FTAOD I did not mean to imply that CBOR does not have extension mechanisms. I presented MessagePack's single extension mechanism because it was simple enough to describe. CBOR has, of course, extension mechanisms. It has three extension mechanisms and three IANA registries to go along with them, each with two or three subranges with different allocation policies. CBOR's extension mechanisms are too complicated to review in a paragraph or two even in a fairly long blog posting like mine!

It is likely of course that there are applications where CBOR, given that it exists, is a better choice than MessagePack. But I think the existence of CBOR in the world is quite possibly a net negative. The people who will be helped by CBOR's features are fairly few. But many people will be impeded (even if they don't realise it) by CBOR's complexity and didn't realise they should have chosen MessagePack instead; or by division of effort between two competing protocols in a very similar problem space. This is particularly true given that CBOR is often presented as superior to, or even the successor to, MessagePack.

○ ○ ○

**Complete the following**
1/ According to the CBOR excerpt, how many IANA registries accompany CBOR's extension mechanisms?
2/ Repeat the stretch of the CBOR excerpt from "It is likely" through "successor to, MessagePack.".
3/ List every abbreviation in the CBOR excerpt that is written entirely in capital letters.
The rows play no part in any of this.

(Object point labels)
○ ○ ○

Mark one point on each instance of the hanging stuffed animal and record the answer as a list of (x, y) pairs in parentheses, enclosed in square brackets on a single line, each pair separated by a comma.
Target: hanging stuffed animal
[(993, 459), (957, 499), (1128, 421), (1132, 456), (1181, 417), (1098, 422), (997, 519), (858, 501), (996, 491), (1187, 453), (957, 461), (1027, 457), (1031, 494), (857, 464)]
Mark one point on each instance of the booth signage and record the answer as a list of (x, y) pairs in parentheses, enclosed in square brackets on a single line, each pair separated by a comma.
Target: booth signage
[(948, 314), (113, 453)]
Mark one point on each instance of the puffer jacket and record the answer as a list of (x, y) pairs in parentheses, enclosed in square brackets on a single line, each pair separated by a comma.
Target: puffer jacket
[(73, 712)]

○ ○ ○

**Task results**
1/ Three

2/
It is likely of course that there are applications where CBOR, given that it exists, is a better choice than MessagePack. But I think the existence of CBOR in the world is quite possibly a net negative. The people who will be helped by CBOR's features are fairly few. But many people will be impeded (even if they don't realise it) by CBOR's complexity and didn't realise they should have chosen MessagePack instead; or by division of effort between two competing protocols in a very similar problem space. This is particularly true given that CBOR is often presented as superior to, or even the successor to, MessagePack.

3/ FTAOD, CBOR, IANA